= GOAL =
Copy out all of the records below word for word, leaving out the pictures.

= DATASET EXCERPTS =
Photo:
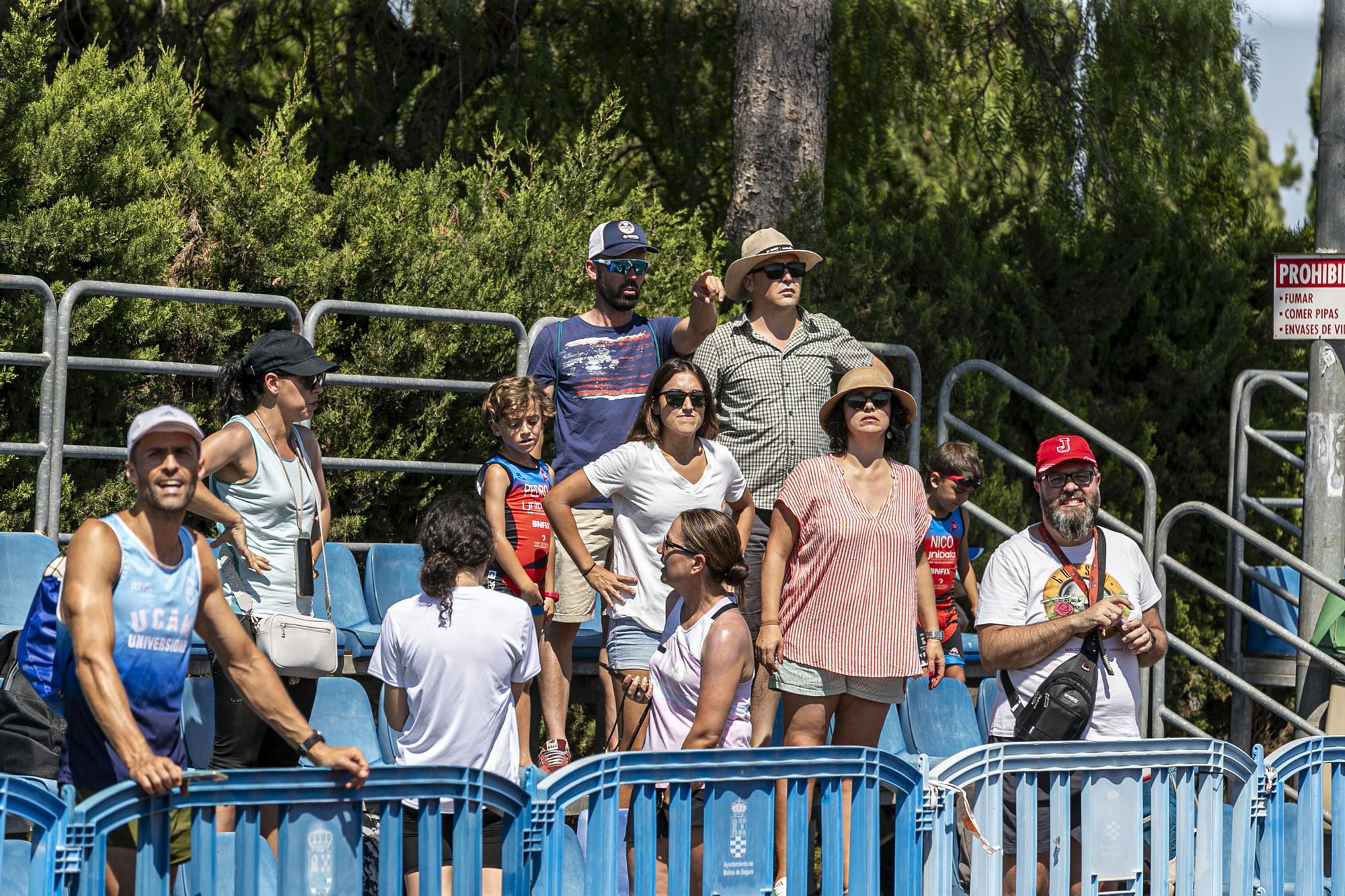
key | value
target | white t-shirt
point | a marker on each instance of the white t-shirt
(648, 495)
(1026, 584)
(458, 677)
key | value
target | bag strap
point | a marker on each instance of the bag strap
(1091, 647)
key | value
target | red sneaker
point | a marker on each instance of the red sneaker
(555, 755)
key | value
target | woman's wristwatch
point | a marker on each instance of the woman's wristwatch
(317, 737)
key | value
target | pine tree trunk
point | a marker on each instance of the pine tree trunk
(781, 79)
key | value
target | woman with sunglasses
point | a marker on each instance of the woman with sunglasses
(845, 577)
(700, 684)
(270, 497)
(668, 464)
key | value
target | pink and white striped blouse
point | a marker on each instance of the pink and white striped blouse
(849, 599)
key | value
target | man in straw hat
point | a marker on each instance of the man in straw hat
(771, 369)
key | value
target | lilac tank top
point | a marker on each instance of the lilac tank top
(676, 678)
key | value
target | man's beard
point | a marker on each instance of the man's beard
(1075, 524)
(615, 295)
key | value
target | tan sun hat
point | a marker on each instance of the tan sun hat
(759, 249)
(867, 378)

= TASK OUTPUT =
Photo:
key | value
target | white t-shirt
point | a marker on each instance of the white t-shirt
(648, 495)
(1026, 584)
(458, 677)
key | value
target | bag strap
point | a marker on each instance of the bag strap
(1091, 647)
key | value
target | red sneaker
point | a marker on each instance of the red sneaker
(555, 755)
key | value
target | woman's wristwatch
point | a marker on each instance of the woman's wristwatch
(317, 737)
key | value
target | pine tree trunk
point | a marker on each instance of the pine tree trunk
(781, 79)
key | value
target | woman with sunglasses
point | a marker on each instance of the woman with sunglasses
(845, 577)
(700, 684)
(270, 497)
(668, 464)
key | value
target | pink and white striped blouse
point | a marker on each instance of the pink and white striped blouse
(849, 599)
key | value
target | man in straw hat
point | a marker on each instance of the man in straw hat
(771, 369)
key | value
target | lilac tank top
point | a marker on each instance of the lilac tank top
(676, 678)
key | value
target | man's beard
point | a marker on each instance of the man's beard
(1075, 524)
(615, 295)
key | value
target | tan sun hat
point | a marker on each instance of the tan sun hat
(759, 249)
(867, 378)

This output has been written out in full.